◆ **EXERCISE TASK 1**: In the Nashnoush biography, which club did he join after the war ended and the league started?
◆ **EXERCISE TASK 2**: Please reproduce the Nashnoush biography word for word, everything from "Club career" down to "of the club.".

Muhammad Nashnoush (born June 14, 1988, in Tripoli), is a Libyan footballer who currently plays for Al-Ahli Tripoli as a goalkeeper.

Club career

Muhammad Nashnoush started his career at Al-Shat in 2010. In 2011, he signed for Al-Ittihad Tripoli. However, he did not make any appearances for the club after the 2010-11 Libyan Premier League was cancelled due to the 2011 Libyan Civil War. After the war ended and the league started, he signed for Al-Ahly Tripoli. He is now the vice-captain and the first-choice goalkeeper of the club.

International career

Muhammad Nashnoush was first called into the Libyan national football team in 2010. He made his first appearance in an 2012 Africa Cup of Nations qualification match against Comoros in June 2011, coming on as a substitute. The match ended 1-1. After qualifying for the Africa Cup of Nations, he was named in the 23-man squad to compete in the tournament. However, he was an unused substitute in the whole tournament.

◆ **LISTED ENTRIES**:

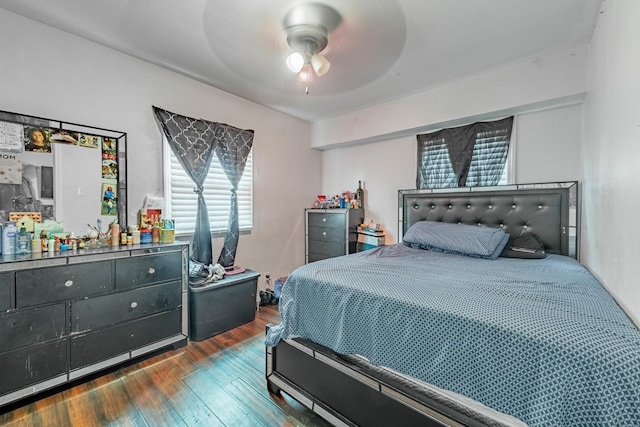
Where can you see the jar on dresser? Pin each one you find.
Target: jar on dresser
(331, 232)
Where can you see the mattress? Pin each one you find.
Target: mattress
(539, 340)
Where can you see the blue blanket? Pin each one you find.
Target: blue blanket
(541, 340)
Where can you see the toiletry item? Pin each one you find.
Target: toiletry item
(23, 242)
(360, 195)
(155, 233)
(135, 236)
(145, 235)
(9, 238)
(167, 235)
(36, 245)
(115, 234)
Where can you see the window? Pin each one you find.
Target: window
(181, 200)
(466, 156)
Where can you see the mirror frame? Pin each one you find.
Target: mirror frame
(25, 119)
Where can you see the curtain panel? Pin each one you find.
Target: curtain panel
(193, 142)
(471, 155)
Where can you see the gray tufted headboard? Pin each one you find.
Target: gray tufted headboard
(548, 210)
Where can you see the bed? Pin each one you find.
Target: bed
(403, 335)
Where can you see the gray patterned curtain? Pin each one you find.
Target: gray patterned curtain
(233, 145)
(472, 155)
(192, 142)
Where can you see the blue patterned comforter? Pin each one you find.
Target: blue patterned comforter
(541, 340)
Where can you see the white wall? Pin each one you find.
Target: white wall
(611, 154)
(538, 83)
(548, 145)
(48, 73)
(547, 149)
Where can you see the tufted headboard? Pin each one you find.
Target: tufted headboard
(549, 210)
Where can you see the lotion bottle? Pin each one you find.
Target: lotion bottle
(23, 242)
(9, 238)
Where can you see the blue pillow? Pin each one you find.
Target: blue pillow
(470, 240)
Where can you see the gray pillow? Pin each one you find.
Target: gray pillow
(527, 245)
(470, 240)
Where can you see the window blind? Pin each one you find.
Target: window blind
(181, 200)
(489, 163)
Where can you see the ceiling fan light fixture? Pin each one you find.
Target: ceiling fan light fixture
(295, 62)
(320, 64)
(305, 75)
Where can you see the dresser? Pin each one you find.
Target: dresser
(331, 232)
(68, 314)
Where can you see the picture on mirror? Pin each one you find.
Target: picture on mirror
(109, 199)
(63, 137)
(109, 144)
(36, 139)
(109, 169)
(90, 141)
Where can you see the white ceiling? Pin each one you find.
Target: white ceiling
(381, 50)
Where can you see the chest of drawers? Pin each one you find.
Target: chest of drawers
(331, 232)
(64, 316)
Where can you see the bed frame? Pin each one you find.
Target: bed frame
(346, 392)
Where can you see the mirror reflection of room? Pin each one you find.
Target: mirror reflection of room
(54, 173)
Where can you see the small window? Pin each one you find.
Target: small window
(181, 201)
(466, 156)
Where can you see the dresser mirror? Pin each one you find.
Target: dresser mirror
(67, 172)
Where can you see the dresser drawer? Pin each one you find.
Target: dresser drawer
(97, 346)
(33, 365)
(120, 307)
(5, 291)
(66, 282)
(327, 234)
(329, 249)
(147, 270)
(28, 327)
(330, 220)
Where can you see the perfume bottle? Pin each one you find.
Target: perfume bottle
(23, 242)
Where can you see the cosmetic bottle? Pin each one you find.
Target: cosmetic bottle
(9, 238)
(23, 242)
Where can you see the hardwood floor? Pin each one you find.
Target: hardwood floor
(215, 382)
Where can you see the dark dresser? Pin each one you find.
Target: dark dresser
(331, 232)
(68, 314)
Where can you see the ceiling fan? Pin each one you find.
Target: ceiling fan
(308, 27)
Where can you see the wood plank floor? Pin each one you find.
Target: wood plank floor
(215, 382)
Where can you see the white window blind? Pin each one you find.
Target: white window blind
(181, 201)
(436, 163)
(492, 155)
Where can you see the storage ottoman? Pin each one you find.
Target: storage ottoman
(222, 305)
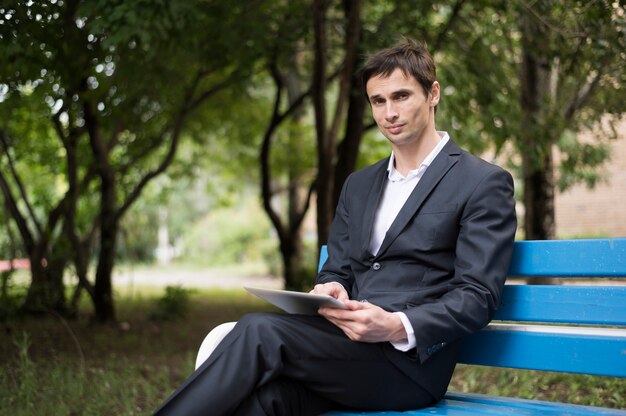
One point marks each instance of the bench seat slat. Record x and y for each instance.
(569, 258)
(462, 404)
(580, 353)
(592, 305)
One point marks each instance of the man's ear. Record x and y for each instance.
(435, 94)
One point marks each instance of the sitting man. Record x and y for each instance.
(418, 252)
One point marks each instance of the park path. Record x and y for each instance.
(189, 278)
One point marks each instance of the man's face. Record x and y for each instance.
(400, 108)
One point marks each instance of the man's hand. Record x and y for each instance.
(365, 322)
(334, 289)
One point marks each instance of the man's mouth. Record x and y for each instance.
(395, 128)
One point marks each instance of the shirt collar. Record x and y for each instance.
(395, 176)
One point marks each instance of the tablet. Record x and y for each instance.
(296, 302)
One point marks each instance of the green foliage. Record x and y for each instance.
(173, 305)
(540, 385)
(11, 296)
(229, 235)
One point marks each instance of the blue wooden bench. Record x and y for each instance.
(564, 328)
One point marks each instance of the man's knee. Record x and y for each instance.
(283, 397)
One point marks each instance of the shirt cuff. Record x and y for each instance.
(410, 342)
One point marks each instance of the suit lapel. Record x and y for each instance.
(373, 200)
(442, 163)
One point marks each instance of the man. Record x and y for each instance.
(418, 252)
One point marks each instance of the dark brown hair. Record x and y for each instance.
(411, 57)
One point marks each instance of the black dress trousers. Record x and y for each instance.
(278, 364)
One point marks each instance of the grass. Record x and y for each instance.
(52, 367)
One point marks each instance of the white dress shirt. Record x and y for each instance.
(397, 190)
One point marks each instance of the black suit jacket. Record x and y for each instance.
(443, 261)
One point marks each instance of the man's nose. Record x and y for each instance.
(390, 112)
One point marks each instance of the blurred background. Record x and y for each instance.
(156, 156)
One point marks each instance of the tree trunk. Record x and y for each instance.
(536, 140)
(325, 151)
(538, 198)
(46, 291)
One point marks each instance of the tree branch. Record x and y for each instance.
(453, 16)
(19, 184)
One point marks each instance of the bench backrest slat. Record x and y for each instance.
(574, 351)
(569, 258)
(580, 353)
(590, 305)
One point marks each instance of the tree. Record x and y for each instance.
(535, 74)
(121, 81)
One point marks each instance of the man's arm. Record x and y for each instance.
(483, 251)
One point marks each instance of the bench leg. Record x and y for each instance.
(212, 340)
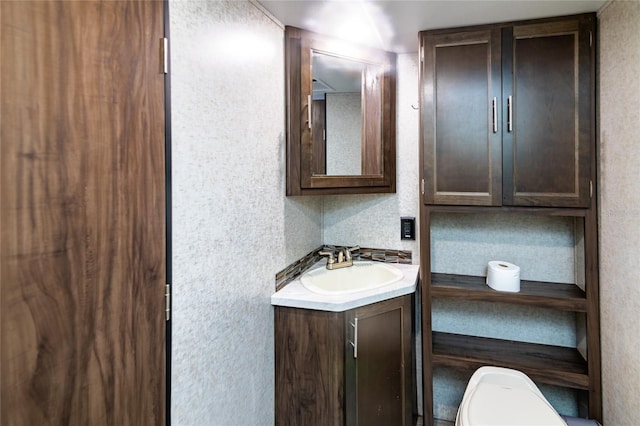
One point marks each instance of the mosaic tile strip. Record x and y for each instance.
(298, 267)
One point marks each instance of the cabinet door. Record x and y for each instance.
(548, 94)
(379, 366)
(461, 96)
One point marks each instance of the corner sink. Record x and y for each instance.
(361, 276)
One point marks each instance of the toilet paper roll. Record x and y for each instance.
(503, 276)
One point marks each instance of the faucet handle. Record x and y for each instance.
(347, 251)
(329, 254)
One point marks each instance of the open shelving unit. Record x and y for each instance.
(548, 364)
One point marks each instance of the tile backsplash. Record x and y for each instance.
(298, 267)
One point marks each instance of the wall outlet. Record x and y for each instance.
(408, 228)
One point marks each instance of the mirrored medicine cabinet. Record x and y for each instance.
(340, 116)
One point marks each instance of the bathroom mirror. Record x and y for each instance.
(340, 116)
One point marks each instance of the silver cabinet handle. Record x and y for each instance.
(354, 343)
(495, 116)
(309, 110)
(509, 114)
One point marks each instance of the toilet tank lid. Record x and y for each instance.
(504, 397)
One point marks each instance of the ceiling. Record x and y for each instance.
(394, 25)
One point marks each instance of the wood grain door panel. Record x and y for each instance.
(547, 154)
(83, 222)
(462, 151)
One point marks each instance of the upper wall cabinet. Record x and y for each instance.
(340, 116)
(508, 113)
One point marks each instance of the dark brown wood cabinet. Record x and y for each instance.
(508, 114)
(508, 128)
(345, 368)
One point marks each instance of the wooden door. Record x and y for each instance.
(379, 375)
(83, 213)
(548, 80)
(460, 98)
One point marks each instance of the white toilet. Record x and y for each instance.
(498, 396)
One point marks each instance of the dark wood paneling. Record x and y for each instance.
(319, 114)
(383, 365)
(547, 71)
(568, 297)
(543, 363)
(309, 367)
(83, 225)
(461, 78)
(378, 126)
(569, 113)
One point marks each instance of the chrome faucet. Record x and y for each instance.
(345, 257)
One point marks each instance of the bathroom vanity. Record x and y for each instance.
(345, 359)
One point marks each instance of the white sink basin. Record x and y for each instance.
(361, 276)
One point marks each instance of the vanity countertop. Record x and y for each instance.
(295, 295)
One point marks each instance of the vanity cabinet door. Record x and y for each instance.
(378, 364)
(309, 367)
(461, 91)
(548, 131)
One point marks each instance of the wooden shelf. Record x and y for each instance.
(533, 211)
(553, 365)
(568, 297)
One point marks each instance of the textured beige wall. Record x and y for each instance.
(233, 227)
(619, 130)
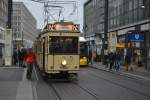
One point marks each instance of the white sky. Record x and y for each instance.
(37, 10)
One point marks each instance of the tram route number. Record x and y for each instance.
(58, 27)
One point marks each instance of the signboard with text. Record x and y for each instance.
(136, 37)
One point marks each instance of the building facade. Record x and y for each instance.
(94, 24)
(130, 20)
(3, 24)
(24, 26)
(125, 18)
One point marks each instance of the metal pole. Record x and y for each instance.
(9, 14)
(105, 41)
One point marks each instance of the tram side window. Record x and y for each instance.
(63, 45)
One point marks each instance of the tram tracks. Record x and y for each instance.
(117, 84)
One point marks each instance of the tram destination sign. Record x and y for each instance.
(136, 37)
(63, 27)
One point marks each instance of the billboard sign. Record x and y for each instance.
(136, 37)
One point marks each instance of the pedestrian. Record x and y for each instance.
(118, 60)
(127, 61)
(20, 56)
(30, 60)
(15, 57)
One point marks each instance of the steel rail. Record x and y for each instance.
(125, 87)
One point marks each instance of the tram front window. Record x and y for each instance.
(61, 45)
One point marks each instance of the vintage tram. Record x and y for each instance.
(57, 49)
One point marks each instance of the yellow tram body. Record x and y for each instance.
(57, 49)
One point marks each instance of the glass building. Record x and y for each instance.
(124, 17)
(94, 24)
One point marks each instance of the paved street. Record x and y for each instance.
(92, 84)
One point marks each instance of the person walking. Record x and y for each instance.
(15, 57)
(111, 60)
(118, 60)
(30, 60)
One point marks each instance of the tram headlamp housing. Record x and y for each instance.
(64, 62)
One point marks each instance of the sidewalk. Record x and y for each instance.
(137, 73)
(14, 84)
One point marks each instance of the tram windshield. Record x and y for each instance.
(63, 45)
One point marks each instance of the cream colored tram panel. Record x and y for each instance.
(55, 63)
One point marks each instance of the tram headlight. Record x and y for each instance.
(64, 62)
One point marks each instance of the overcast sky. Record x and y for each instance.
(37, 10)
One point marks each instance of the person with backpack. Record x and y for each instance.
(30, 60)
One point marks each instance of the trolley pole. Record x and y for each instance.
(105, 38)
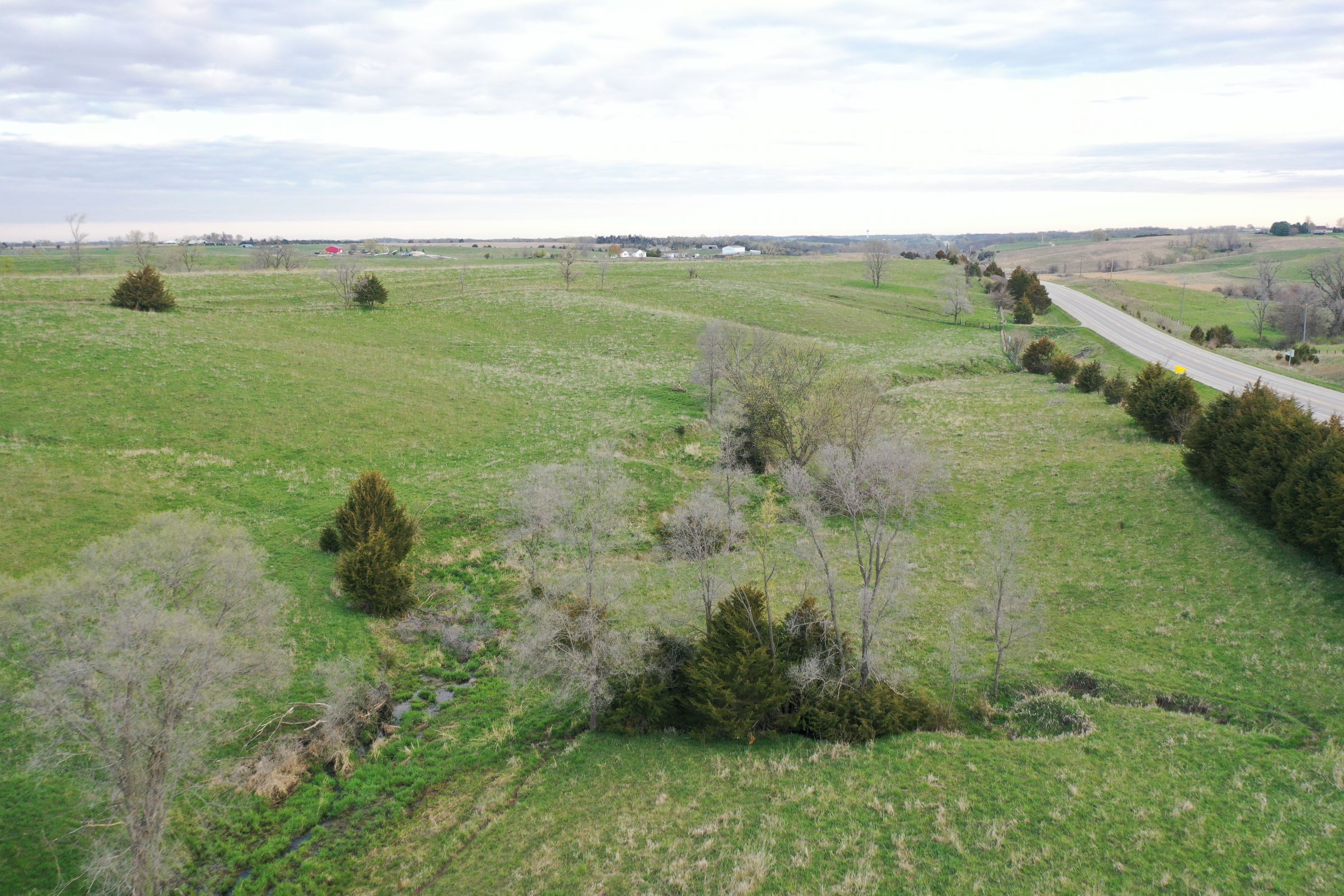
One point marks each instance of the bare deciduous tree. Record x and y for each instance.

◆ **CORRECT ANSWER 1**: Al-Ahly Tripoli.

◆ **CORRECT ANSWER 2**:
Club career

Muhammad Nashnoush started his career at Al-Shat in 2010. In 2011, he signed for Al-Ittihad Tripoli. However, he did not make any appearances for the club after the 2010-11 Libyan Premier League was cancelled due to the 2011 Libyan Civil War. After the war ended and the league started, he signed for Al-Ahly Tripoli. He is now the vice-captain and the first-choice goalkeeper of the club.